### OBJETIVO
Indique se cada uma das afirmações a seguir concorda com a carta sobre as orações de réprobos, respondendo sim ou não e citando literalmente as palavras decisivas da carta. 1. A santificação e a mortificação dos desejos são apresentadas como as partes mais difíceis do cristianismo. 2. Deus quer as coisas porque elas são justas. 3. Os srs. Dickson, Blair e Hamilton são indicados como pessoas capazes de satisfazer mais plenamente o destinatário.

### TRECHO FORNECIDO
------------
Para James Lindsay [1]

Aberdeen, 7 de setembro de 1637

Orações de réprobos

A santificação e a mortificação de nossos desejos são as partes mais difíceis do cristianismo. De certa forma, será tão natural para nós saltarmos quando virmos a Nova Jerusalém quanto rirmos quando nos fazem cócegas. A alegria não está sob um comando, ou segundo nosso assentimento, quando Cristo nos beijar. Mas, oh!, quantos de nós querem ter Cristo dividido em duas metades, para que possam pegar apenas uma metade Dele! Tomamos Seu ministério – Jesus e a salvação –, mas “Senhor” é uma palavra incômoda; e obedecer e desenvolver nossa própria salvação, e aperfeiçoar a santidade, é o lado incômodo e tempestuoso de Cristo; e isso nós evitamos e disso nos desviamos.

Quanto a teu questionamento, o acesso que os réprobos têm a Cristo (que é absolutamente nulo, porque eles não podem vir e nem virão ao Pai, em Cristo, pois Cristo não morreu por eles; mas, mesmo assim, pela lei, Deus e a justiça são muito mais do que eles): digo, antes de tudo, que há contigo pessoas mais dignas e instruídas que eu – os srs. Dickson, Blair e Hamilton – que podem satisfazer-te mais plenamente. Porém falarei de modo resumido o que penso disso nestas afirmações:

Primeira afirmação:

Toda a justiça de Deus com respeito ao homem e aos anjos flui de um ato de absoluto e soberano livre-arbítrio de Deus, que é nosso Formador e nosso Oleiro, e nós não passamos de barro; porque se Ele tivesse proibido comer de todas as outras árvores do jardim do Éden, e ordenado a Adão comer da árvore do conhecimento do bem e do mal, essa ordem seria, sem dúvida, tão justa quanto esta: “Comei de todas as árvores, mas absolutamente não comais da árvore do conhecimento do bem e do mal.” A razão é que Sua vontade vem antes de Sua justiça, por ordem de natureza; e o que é a Sua vontade é a Sua justiça; e Ele não quer as coisas sem Ele só porque elas são justas. Deus não pode, não precisa buscar a santidade, a pureza ou a justiça em coisas sem Ele, nem tampouco de ações de homens ou de anjos, porque Sua vontade é essencialmente santa e justa, e é a primeira regra de santidade e justiça, assim como o fogo é naturalmente luz, e pende para o alto, e a Terra é pesada e pende para baixo.
------------
Extratos de conjunto de dados rotulados com caixas:
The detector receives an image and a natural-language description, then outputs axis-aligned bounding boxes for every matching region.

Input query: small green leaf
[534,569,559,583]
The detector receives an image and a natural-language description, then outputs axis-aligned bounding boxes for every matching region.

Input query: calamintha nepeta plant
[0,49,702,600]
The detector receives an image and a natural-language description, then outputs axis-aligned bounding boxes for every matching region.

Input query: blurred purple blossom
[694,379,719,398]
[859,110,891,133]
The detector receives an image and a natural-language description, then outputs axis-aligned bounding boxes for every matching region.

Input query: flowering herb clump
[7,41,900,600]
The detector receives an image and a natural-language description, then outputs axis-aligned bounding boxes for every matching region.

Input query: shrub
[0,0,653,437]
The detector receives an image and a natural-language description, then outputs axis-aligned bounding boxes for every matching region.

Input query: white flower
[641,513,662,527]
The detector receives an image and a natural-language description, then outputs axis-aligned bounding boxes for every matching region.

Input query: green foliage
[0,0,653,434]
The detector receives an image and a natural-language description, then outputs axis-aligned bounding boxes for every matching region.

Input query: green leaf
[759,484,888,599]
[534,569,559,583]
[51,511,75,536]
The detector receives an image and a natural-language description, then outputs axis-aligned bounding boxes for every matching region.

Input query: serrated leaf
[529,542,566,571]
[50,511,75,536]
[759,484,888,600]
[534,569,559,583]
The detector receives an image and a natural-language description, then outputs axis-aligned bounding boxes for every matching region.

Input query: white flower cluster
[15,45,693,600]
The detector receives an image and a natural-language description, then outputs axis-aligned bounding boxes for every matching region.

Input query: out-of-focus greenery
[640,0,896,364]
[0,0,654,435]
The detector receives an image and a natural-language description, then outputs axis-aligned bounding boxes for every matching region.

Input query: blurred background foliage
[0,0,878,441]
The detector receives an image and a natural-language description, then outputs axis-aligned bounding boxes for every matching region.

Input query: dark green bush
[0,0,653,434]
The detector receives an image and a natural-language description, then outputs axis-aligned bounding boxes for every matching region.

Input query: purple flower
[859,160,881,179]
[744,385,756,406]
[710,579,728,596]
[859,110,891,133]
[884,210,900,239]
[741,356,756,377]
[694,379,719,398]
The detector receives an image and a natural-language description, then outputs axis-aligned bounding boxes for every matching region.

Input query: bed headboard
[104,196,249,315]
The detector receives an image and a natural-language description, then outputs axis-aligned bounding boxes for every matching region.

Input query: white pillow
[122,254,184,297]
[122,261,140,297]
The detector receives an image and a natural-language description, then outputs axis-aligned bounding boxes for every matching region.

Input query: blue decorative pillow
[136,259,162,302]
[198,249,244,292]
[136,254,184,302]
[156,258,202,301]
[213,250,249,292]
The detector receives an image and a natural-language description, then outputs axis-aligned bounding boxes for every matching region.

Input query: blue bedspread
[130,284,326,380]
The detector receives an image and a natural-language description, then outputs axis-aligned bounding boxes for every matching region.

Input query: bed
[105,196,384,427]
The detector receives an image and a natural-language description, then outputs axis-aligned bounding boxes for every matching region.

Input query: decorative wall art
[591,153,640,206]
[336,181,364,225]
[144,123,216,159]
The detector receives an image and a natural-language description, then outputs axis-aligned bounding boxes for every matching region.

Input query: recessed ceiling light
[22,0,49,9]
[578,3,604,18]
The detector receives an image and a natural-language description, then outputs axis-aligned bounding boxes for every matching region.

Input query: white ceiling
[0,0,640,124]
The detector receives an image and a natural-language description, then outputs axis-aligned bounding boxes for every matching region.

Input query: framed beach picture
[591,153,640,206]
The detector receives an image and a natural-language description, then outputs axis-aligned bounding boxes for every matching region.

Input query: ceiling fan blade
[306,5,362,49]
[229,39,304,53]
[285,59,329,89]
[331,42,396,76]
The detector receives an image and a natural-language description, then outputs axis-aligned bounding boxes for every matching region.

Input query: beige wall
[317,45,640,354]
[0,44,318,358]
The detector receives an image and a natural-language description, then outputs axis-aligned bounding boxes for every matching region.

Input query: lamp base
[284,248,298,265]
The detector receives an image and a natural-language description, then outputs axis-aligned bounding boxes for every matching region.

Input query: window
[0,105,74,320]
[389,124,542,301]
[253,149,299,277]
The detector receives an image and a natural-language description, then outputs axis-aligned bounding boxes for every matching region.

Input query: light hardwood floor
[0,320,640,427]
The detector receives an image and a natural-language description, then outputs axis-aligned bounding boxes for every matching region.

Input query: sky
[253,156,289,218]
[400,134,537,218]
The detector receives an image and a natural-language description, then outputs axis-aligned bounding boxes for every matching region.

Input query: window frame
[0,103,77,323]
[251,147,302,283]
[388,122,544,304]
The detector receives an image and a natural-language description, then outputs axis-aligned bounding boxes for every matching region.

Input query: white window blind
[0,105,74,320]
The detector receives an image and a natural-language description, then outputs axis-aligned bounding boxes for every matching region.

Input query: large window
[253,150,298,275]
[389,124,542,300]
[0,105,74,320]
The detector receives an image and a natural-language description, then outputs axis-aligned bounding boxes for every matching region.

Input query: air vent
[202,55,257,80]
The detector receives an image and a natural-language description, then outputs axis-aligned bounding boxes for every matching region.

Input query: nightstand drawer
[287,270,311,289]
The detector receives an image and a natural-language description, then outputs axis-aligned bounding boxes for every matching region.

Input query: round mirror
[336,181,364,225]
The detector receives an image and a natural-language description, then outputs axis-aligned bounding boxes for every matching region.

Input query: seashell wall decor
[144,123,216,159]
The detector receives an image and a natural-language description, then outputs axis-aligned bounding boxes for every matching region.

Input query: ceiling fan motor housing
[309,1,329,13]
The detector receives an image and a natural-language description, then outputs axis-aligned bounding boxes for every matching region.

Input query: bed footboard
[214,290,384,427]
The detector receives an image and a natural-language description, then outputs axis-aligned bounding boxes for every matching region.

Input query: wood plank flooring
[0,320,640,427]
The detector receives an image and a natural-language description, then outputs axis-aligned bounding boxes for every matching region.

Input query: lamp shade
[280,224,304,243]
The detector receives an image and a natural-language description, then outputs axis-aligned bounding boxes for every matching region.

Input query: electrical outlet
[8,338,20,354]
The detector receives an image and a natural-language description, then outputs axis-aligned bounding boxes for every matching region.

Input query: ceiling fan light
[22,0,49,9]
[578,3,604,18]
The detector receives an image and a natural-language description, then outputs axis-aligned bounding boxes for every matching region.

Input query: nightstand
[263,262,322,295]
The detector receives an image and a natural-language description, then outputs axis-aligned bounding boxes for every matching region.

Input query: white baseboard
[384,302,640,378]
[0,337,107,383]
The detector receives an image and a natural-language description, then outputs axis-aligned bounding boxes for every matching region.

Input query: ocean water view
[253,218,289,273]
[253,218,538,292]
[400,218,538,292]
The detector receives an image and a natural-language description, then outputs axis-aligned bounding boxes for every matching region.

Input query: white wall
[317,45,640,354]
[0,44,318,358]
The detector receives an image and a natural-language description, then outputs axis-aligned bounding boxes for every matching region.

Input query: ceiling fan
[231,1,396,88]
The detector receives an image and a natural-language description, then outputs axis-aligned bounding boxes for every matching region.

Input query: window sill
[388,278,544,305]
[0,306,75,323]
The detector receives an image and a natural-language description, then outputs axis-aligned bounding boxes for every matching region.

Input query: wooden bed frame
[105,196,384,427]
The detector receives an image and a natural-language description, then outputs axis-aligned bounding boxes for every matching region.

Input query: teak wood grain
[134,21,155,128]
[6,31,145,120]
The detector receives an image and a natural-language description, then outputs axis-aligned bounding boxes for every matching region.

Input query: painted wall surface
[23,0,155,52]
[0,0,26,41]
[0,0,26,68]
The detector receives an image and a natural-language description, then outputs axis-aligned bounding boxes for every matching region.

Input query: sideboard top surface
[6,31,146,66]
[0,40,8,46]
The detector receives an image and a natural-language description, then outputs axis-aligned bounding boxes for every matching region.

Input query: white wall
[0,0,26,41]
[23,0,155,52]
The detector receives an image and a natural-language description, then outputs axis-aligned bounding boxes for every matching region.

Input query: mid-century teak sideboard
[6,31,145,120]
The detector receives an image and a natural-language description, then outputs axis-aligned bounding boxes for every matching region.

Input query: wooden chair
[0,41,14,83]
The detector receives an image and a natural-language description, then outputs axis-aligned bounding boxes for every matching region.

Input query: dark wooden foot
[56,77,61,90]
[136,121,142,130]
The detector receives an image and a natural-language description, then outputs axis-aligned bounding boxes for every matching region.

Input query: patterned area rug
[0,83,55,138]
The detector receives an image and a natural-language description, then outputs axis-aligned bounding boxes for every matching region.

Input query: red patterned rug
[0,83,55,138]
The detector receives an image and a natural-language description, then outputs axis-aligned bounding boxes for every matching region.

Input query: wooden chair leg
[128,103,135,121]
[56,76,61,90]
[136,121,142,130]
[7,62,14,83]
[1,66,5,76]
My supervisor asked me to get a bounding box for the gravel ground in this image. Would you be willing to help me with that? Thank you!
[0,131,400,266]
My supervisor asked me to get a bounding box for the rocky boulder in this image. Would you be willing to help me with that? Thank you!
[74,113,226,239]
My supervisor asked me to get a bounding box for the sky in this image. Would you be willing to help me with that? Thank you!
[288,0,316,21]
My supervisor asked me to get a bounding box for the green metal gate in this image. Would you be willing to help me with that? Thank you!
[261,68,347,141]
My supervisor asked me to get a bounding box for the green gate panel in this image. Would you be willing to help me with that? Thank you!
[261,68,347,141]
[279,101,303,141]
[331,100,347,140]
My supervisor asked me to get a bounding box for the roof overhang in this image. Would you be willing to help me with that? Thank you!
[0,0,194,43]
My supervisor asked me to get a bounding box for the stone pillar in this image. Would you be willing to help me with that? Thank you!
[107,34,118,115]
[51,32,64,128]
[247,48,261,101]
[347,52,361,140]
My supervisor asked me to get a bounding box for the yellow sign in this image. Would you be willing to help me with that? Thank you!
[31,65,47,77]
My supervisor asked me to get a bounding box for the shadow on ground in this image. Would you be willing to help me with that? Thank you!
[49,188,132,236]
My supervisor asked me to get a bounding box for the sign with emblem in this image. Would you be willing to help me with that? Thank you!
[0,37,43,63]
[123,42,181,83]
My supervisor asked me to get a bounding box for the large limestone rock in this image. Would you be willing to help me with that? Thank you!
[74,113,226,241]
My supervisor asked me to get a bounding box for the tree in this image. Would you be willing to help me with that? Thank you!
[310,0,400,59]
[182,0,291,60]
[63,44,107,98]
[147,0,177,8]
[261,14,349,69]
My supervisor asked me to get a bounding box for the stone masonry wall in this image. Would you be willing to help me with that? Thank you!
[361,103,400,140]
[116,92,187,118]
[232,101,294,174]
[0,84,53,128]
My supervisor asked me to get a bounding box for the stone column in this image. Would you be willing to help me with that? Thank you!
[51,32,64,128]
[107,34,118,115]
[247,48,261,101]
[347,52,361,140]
------------
### RESPOSTA ESPERADA
1. Sim: "A santificação e a mortificação de nossos desejos são as partes mais difíceis do cristianismo."
2. Não: "e Ele não quer as coisas sem Ele só porque elas são justas."
3. Sim: "há contigo pessoas mais dignas e instruídas que eu – os srs. Dickson, Blair e Hamilton – que podem satisfazer-te mais plenamente."